[Natural-language object grounding data]

--- START ---

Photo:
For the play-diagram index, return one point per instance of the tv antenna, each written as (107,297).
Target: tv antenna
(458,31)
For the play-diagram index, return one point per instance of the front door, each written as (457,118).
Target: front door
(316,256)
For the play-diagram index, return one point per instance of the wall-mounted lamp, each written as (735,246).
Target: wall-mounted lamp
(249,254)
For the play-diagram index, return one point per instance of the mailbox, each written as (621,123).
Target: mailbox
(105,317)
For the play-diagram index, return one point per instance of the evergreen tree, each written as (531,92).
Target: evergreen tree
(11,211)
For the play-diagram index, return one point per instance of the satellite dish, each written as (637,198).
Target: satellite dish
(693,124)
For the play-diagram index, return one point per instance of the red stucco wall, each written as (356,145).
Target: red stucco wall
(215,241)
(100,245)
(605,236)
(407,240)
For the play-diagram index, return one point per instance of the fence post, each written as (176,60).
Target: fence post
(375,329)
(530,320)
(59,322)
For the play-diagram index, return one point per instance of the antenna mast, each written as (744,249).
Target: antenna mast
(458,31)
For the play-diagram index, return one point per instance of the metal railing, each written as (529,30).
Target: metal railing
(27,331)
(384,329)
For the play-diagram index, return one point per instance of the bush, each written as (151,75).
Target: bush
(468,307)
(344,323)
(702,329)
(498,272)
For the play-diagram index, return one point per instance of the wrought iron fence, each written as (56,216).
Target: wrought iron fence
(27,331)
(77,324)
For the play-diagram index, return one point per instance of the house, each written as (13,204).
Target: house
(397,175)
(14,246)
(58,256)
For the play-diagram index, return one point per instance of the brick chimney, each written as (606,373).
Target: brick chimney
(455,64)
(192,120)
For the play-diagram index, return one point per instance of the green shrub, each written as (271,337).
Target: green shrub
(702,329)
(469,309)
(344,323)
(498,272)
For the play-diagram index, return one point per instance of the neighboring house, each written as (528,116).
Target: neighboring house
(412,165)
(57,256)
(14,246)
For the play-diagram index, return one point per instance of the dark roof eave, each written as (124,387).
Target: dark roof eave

--- END ---

YOUR OBJECTIVE: The lines above, from the start of the records through the one containing "written as (528,116).", are to be printed exactly, and nothing else is to be included.

RESPONSE TO THIS EXERCISE:
Photo:
For the play-diagram index, return one point per instance of the tv antenna, each written as (107,297).
Target: tv antenna
(458,31)
For the play-diagram index, return one point per instance of the front door, each written as (457,118).
Target: front door
(316,256)
For the play-diagram index, return one point per instance of the wall-mounted lamp, each written as (735,246).
Target: wall-mounted lamp
(249,254)
For the play-diagram index, return one point per instance of the mailbox, each written as (621,123).
Target: mailbox
(105,317)
For the play-diagram index, return one point per instance of the evergreen tree, each written as (531,92).
Target: evergreen tree
(11,211)
For the play-diagram index, return one point per instance of the satellite dish, each written as (637,198).
Target: satellite dish
(693,124)
For the play-diagram index, return one point per instance of the red stucco wall, each written as (356,145).
Target: red stucco wall
(215,241)
(100,245)
(605,236)
(407,240)
For the play-diagram index, return one point per instance of the fence post, each written as (176,60).
Target: fence post
(375,329)
(530,320)
(59,322)
For the play-diagram index, return one point per instance of the antenna mast, each written as (744,249).
Target: antenna mast
(458,31)
For the play-diagram index, return one point per instance of the metal railing, each written as (529,30).
Target: metal railing
(27,331)
(384,329)
For the play-diagram index, return one point per instance of the bush, each written as (151,75).
Target: bush
(468,307)
(344,323)
(702,329)
(498,272)
For the play-diagram index, return one point per instance of the wrought iron fence, each written as (56,216).
Target: wrought iron fence
(27,331)
(77,324)
For the play-diagram index, return one point per instance of the house, each written as (13,204).
Target: house
(397,175)
(14,246)
(58,256)
For the play-diagram index, return one point per instance of the brick chimney, each written as (606,373).
Target: brick chimney
(455,64)
(192,120)
For the play-diagram index, return one point per instance of the green shrub, each written as (271,337).
Target: green shrub
(702,329)
(469,309)
(344,323)
(498,272)
For the play-diagram index, return one point per instance of the neighboring house, each written as (528,116).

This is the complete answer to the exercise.